◆ **Challenges**
A: In the account of the 1909 executions in Constantinople, list each person who is named as having been publicly executed.
B: According to the account of the 1909 executions in Constantinople, what newspaper did Dervish Vahdeti publish?
C: Proceed with the account of the 1909 executions in Constantinople, beginning after its final sentence.

◆ **Quoted text**
----------

Add comment July 19th, 2013 Headsman

EXECUTIONS IN CONSTANTINOPLE

(From our own correspondent.)

CONSTANTINOPLE July 19.

Cherkess Mehmet Pasha, popularly known as Kaba Sakal — i.e., “twisted beard,” the torturer and former aide-de-camp of [Sultan] Abdul Hamid, Yusuf Pasha, Commandant of Erzerum, the Dervish Vahdeti, chief of the Jemiyeti Mohammadeieh, Hakki Bey, the notorious spy, and eight officers and soldiers who took part in the recent mutiny, were publicly executed at dawn.

London Times, July 20, 1909

The Ottoman Empire in 1908 experienced the Young Turk Revolution, curbing the power of the sultan in a brief constitutional-monarchy era that would take the foundering state through the First World War.

Unsurprisingly, the reigning, formerly-supreme monarch was nonplussed at this brake on executive authority.

He backed the 31 Mart Vakasi, or 31 March Incident,* a counter-coup by conservative and Islamist elements in Istanbul to overthrow the Young Turks and re-establish the sultan’s power. Already the Porte was resorting to an assertion of Islamic political identity to hold the “sick man of Europe” together — and already that had resulted in some appalling atrocities.

For a few days the rightists, incited by Dervish Vahdeti, had Istanbul in hand. Vahdeti was a 40-year-old Cypriot who published Volkan, an Islamist newspaper in Istanbul; the 31 March Incident is sometimes also known as the Revolt of Dervish Vahdeti. (Biographical details source)

Once again, Armenian blood flowed. News of the revolt triggered an attack by Turks in the Anatolian city of Adana upon that city’s Armenian Christians. The resulting Adana Massacre claimed 15,000 to 30,000 lives throughout the Adana province.

----------

◆ **Collected data**
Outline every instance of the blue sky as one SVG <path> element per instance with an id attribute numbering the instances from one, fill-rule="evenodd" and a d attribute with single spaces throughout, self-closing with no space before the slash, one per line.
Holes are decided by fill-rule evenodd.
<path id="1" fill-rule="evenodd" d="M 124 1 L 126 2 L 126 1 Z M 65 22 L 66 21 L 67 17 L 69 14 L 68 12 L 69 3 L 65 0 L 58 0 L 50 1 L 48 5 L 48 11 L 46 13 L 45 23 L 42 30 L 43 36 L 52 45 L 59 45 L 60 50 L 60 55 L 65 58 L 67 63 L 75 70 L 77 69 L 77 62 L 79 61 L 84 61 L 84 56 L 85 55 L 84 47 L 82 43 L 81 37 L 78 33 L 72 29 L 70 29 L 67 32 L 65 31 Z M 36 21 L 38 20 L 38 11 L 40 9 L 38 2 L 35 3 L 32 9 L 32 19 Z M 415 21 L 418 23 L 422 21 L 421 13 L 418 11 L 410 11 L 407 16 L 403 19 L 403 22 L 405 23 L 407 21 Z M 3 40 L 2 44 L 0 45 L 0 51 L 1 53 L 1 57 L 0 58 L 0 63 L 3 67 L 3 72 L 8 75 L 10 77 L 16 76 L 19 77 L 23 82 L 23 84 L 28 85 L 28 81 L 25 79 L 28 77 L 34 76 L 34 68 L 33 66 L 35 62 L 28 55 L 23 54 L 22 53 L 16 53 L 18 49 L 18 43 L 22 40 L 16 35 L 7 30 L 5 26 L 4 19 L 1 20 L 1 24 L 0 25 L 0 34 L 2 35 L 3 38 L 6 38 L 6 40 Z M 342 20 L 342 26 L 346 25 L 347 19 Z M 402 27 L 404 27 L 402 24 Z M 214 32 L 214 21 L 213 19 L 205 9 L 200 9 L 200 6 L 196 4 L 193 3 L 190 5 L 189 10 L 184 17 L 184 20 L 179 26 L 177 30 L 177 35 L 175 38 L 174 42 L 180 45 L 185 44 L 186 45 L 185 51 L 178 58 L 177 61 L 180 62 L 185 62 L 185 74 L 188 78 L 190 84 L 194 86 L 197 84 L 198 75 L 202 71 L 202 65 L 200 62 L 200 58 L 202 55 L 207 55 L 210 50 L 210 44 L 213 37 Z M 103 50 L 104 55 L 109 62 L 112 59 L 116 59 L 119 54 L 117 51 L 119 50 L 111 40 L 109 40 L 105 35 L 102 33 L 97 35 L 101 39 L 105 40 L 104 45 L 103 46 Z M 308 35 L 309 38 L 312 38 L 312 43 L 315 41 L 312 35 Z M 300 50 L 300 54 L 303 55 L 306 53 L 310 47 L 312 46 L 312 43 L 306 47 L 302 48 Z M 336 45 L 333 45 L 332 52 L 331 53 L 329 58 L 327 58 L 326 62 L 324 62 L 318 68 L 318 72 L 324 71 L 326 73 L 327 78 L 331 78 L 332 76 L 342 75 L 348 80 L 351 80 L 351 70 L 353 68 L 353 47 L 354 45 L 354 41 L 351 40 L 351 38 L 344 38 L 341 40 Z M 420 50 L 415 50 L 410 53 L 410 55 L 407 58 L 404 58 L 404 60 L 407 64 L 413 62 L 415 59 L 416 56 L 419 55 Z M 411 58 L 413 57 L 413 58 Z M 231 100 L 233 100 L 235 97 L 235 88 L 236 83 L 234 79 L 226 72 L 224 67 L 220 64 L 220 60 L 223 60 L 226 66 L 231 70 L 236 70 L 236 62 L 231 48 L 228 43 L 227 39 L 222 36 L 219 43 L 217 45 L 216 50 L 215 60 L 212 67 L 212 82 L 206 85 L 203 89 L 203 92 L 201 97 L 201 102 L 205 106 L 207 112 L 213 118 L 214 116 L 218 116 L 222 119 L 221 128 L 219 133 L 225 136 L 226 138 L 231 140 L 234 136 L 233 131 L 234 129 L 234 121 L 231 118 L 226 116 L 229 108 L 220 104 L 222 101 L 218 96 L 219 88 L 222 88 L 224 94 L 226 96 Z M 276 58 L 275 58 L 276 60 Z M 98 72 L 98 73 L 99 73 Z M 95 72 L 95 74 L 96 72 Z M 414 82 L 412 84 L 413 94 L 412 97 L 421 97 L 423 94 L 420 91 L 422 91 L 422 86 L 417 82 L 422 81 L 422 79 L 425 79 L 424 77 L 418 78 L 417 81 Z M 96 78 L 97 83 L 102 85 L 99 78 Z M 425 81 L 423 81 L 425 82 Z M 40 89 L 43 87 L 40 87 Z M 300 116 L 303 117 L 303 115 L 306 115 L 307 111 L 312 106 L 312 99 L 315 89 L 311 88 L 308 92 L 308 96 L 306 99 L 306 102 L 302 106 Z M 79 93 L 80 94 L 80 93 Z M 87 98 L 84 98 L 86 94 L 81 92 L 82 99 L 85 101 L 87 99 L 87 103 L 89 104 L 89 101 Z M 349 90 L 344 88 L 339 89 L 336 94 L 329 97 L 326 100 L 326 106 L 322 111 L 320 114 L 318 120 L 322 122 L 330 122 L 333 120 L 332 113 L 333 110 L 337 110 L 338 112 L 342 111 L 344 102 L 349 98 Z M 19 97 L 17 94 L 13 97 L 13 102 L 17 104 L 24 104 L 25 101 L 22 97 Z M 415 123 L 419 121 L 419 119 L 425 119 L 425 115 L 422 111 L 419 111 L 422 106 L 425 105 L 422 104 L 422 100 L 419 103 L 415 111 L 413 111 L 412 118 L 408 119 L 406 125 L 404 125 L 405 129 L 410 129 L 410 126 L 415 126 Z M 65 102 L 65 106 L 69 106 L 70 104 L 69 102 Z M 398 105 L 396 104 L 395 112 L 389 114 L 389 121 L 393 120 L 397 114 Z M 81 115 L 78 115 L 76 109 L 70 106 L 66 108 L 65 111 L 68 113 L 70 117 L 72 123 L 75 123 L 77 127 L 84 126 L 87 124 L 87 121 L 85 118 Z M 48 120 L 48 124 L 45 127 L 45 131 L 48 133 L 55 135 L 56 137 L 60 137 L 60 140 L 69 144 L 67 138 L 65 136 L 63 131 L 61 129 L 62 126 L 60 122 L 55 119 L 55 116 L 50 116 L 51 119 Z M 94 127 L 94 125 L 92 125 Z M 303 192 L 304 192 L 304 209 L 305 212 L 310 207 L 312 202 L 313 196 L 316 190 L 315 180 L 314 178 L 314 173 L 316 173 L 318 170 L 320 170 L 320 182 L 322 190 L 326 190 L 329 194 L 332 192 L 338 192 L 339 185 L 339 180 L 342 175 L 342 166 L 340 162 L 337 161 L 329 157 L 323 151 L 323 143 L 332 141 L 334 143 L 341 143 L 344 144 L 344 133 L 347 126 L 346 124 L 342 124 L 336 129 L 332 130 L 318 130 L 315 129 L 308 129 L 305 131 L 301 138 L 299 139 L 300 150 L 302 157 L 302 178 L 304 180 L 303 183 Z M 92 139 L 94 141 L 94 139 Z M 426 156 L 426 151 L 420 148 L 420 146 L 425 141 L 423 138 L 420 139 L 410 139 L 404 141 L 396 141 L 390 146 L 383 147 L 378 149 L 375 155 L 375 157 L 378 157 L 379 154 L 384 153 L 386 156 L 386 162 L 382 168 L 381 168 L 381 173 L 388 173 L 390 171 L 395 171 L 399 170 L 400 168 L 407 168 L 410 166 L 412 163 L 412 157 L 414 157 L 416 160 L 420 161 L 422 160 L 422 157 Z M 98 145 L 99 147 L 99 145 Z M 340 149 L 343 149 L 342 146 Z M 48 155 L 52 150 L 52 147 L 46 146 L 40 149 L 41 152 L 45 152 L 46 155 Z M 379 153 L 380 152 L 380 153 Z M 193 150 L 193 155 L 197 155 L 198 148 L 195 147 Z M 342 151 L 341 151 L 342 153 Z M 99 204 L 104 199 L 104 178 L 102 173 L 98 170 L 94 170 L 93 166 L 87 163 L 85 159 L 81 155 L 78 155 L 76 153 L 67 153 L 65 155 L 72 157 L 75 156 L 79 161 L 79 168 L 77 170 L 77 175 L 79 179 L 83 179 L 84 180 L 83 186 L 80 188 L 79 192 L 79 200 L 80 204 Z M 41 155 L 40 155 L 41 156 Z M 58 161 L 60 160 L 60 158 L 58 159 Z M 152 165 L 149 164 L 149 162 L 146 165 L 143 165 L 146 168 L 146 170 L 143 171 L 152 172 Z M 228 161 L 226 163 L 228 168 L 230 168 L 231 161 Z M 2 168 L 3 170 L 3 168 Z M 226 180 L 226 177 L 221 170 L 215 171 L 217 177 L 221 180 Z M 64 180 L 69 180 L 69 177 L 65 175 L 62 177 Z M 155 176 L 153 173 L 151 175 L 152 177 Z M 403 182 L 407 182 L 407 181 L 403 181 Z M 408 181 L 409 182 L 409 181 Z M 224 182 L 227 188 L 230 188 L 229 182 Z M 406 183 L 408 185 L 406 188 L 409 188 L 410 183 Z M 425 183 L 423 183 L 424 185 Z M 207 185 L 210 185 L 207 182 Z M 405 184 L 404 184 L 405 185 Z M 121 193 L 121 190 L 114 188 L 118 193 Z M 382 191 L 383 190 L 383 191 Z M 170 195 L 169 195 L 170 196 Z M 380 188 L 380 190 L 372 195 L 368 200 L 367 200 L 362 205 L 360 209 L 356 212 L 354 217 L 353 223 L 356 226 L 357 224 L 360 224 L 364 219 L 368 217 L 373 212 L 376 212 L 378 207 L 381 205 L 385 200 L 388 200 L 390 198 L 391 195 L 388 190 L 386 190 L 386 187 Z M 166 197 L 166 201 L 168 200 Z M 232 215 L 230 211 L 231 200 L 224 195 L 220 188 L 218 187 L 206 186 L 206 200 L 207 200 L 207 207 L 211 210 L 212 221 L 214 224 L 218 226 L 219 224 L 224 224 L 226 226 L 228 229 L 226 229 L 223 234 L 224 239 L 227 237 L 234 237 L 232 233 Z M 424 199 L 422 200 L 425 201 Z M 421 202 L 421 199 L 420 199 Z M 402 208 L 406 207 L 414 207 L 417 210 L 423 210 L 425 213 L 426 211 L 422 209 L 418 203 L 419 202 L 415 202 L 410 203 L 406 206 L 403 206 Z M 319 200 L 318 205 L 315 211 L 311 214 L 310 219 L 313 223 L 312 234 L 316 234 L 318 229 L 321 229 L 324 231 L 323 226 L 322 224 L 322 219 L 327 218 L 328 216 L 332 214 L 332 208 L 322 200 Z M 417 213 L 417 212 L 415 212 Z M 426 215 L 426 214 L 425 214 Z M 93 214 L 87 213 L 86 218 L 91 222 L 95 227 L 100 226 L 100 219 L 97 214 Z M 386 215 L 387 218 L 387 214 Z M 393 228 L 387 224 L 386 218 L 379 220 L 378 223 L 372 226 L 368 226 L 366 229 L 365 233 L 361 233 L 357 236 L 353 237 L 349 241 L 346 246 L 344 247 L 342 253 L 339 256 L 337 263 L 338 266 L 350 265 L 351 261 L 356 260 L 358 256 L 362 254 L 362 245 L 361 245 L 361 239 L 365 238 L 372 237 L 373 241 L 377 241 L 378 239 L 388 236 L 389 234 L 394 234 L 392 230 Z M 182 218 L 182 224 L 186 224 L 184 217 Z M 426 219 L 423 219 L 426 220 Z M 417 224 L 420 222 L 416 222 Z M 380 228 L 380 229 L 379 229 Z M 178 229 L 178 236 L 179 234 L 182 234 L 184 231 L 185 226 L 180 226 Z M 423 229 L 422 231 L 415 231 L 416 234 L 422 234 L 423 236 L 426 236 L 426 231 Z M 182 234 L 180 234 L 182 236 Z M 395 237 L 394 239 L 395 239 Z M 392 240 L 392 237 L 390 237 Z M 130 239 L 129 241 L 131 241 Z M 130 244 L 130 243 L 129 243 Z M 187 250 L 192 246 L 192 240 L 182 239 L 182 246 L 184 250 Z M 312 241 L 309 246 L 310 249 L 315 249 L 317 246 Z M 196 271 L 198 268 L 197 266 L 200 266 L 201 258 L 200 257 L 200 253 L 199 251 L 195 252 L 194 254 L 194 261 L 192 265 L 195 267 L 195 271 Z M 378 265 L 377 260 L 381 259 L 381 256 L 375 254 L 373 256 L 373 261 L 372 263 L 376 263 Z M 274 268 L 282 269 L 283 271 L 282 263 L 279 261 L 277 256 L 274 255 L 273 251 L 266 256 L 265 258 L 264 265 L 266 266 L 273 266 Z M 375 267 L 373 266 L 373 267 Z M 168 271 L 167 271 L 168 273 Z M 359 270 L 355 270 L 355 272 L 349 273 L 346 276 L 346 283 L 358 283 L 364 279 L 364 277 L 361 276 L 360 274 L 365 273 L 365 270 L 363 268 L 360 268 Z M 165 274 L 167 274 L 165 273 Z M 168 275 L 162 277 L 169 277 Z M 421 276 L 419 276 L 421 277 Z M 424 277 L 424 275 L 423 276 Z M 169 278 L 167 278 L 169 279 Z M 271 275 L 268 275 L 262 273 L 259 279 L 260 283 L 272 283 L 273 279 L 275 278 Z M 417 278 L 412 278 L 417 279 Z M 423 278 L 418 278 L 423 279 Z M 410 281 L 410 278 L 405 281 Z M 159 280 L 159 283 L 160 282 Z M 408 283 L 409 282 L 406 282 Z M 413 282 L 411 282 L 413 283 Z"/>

----------

◆ **Task answers**
A:
- Cherkess Mehmet Pasha (Kaba Sakal)
- Yusuf Pasha
- Dervish Vahdeti
- Hakki Bey

B: He published Volkan, an Islamist newspaper in Istanbul.

C:
Indeed, the Adana massacre quite outlasted the counter-coup, resulting in going debate over the extent to which the Young Turks themselves blessed the pogroms. These guys had their own fraught relations with Turkey’s Armenians; of course, they’d eventually have the Armenian genocide to answer for.

As for the event at hand, Second Army Corps and Third Army Corps dispatched Dervish Vahdeti’s revolt with ease. These units still loyal to the Young Turks reached Istanbul from Salonika within days of the uprising. (Among their number was the 27-year-old Mustafa Kemal — later known as Ataturk, the founding statesman of modern, post-Ottoman Turkey.)

The mutiny collapsed with little effective resistance upon this Macedonian intervention, and the military had the run of the place — not for sack but for a severe clamp-down on the Islamic party. According to Nader Sohrabi, “some two hundred movement participants were hanged en masse, on row after row of scaffolds erected in public space by the order of military courts” in the crackdown.

The 74 constitutionalist soldiers who died to put down the 31 March Incident are honored at a Monument of Liberty in Istanbul.

* The Ottomans were on the Julian calendar-based Rumi calendar, so March 31 in Istanbul corresponded to April 13 in western Europe. Similarly, this date’s hangings took place on July 6, not July 19, per the local Turkish date.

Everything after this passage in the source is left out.